→ Requirement
Reproduce the records below in their entirety, character for character.

→ Available records
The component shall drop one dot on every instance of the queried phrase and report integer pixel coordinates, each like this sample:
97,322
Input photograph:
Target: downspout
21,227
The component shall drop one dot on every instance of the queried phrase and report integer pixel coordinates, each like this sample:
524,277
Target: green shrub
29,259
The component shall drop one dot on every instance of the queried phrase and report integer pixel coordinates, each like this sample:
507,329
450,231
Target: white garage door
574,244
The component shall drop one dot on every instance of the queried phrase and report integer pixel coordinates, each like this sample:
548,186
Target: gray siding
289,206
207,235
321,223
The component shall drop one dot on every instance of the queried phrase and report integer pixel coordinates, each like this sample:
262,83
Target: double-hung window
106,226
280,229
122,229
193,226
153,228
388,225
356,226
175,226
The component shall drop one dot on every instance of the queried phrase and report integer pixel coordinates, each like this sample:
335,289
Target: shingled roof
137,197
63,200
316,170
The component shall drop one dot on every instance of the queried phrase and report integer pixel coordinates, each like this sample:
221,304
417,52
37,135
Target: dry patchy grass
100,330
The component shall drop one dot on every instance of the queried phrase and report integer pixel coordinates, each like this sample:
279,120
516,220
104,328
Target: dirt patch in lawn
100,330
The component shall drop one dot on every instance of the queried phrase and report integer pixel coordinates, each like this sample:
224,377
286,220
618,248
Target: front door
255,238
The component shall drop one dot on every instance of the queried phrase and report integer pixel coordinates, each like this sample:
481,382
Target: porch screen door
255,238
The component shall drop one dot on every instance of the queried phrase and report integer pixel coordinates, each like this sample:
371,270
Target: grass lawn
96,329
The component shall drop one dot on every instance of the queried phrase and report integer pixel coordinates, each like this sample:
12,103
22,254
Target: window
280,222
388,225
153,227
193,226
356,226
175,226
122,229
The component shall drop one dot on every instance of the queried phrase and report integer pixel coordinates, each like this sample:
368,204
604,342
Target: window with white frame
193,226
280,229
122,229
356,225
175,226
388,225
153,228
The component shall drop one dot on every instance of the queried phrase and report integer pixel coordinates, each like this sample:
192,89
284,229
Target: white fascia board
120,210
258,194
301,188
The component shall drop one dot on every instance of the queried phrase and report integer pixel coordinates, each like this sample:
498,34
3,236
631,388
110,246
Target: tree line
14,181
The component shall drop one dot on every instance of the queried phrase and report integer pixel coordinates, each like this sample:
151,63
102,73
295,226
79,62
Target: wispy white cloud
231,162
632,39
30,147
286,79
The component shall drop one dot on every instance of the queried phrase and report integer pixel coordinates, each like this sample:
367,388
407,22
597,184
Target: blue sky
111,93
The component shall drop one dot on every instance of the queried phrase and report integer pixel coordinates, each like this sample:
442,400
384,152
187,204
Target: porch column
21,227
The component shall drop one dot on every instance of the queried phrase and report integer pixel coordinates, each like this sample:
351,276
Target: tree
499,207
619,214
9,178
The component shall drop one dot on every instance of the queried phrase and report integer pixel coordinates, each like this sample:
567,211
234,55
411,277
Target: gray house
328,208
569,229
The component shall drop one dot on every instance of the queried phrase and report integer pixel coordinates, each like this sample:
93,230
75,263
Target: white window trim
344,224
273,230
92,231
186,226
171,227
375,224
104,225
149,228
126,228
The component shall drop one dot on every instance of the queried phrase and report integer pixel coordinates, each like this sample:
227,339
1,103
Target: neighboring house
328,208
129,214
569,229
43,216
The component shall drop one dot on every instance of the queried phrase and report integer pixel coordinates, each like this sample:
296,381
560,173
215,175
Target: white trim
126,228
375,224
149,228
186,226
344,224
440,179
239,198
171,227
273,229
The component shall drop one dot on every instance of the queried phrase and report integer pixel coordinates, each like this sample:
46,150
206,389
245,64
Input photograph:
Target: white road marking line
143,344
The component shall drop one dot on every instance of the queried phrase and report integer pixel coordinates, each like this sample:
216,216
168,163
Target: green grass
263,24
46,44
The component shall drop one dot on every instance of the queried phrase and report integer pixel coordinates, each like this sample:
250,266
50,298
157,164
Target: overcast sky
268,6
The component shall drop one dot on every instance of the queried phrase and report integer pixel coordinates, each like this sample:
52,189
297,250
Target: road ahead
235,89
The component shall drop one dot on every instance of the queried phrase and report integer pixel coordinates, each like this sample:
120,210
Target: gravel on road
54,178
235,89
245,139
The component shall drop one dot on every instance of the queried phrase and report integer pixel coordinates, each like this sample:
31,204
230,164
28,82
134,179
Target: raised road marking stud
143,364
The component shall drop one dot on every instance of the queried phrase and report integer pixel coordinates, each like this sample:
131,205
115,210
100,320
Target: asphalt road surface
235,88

→ Complete response
The component shall drop one dot on every instance of the queried phrase and report integer pixel coordinates, each like this sample:
97,322
Input photograph:
Target: downspout
21,227
The component shall drop one dot on every instance of the queried phrase and report integer pixel coordinates, each like this sample:
524,277
Target: green shrub
29,259
The component shall drop one dot on every instance of the queried phrase and report integer pixel coordinates, each like this sample:
507,329
450,231
Target: white garage door
574,244
The component shall drop one dot on every instance of the queried phrase and report integer pixel coordinates, each like this sample:
548,186
Target: gray siding
289,206
207,235
321,223
The component shall drop one dot on every instance of the queried phrase and report integer pixel coordinates, each like this sample:
262,83
Target: double-hung window
106,226
280,229
122,229
193,226
153,228
388,225
356,226
175,226
The component shall drop one dot on every instance of the queried phrase and report integer pixel coordinates, each like this sample:
335,289
Target: shingled roof
137,197
63,200
316,170
The component shall drop one dot on every instance of the queried phrase and report integer pixel coordinates, each like this sample:
221,304
417,52
37,135
Target: dry patchy grass
100,330
The component shall drop one dot on every instance of the queried phrase and report integer pixel coordinates, each like this sample:
279,120
516,220
104,328
Target: dirt patch in lawn
100,330
The component shall drop one dot on every instance of the queried phrase and report integer pixel coordinates, each like this sample:
224,377
286,220
618,248
Target: front door
255,238
The component shall drop one dot on every instance of the queried phrase and report integer pixel coordinates, each like this sample:
481,382
Target: porch screen door
255,238
The component shall drop one dot on every instance of the queried phrase and report integer pixel coordinates, each like this sample:
371,270
Target: grass lawn
96,329
The component shall drop one dot on every instance of the queried phrase and report integer pixel coordinates, each like this sample:
12,103
22,254
Target: window
280,222
388,225
153,227
193,226
356,226
175,226
122,229
The component shall drop one dot on every instance of the queried phrase and report integer pixel coordinates, each like this sample:
368,204
604,342
Target: window with white frame
193,226
280,229
122,229
356,225
175,226
388,225
153,228
The component shall drop one dot on every instance of the queried phrase and report integer pixel coordinates, each like this sample:
192,89
284,229
Target: white fascia board
120,210
258,194
301,188
The component shall drop one dot on every instance of the queried phrase and report integer pixel coordinates, each like this sample:
498,34
3,236
631,388
110,246
Target: tree line
14,181
The component shall drop one dot on every instance of the queried phrase and report integer pixel coordinates, each like this sample:
151,63
102,73
295,226
79,62
Target: wispy white cloud
231,162
632,39
30,147
286,79
The component shall drop one dot on every instance of the queried phrase and report integer pixel coordinates, each like this sample:
367,388
407,22
597,184
Target: blue sky
111,93
The component shall drop one dot on every instance of the queried phrase and report integer pixel coordinates, each like this sample:
442,400
384,152
187,204
Target: porch column
21,227
The component shall drop one dot on every instance of the queried phrase and report integer pixel coordinates, each like this sample:
351,276
Target: tree
499,207
619,214
9,178
The component shall drop one dot on every instance of the queried phrase and report integer pixel coordinates, each like this sample:
567,211
234,55
411,277
Target: gray house
328,208
569,229
The component shall drop one dot on every instance of the queried phrase and report integer pixel coordinates, each like this sample:
93,230
75,263
Target: white window trim
344,224
273,230
92,231
186,226
171,227
375,224
104,225
149,228
126,228
The component shall drop one dot on every instance of the queried phrase and report integer pixel coordinates, each like this sample:
227,339
1,103
Target: neighboring house
328,208
129,214
569,229
43,216
The component shall drop one dot on every instance of the queried phrase and report integer pixel coordinates, each like this sample:
296,381
560,173
215,175
Target: white trim
126,228
375,224
149,228
186,226
344,224
440,179
239,198
171,227
273,229
The component shall drop one dot on every instance of the queried phrase and report integer pixel coordinates, each like this sample:
46,150
206,389
245,64
Input photograph:
Target: white road marking line
143,344
The component shall drop one dot on every instance of the queried phrase and report integer pixel coordinates, each like this sample:
216,216
168,163
Target: green grass
263,24
46,44
The component shall drop one dot on every instance of the queried phrase and report integer pixel coordinates, each like this sample:
250,266
50,298
157,164
Target: overcast sky
268,6
The component shall drop one dot on every instance of the queried phrase and report integer pixel coordinates, each like this sample:
52,189
297,250
Target: road ahead
235,89
The component shall drop one dot on every instance of the queried phrase and report integer pixel coordinates, each like this sample:
120,210
Target: gravel on road
54,178
235,89
245,139
The component shall drop one dot on every instance of the queried phrase and report integer pixel coordinates, each like this sample:
31,204
230,164
28,82
134,179
Target: raised road marking stud
143,364
The component shall drop one dot on every instance of the queried phrase and report integer pixel coordinates, each like this sample:
131,205
115,210
100,320
Target: asphalt road surface
235,88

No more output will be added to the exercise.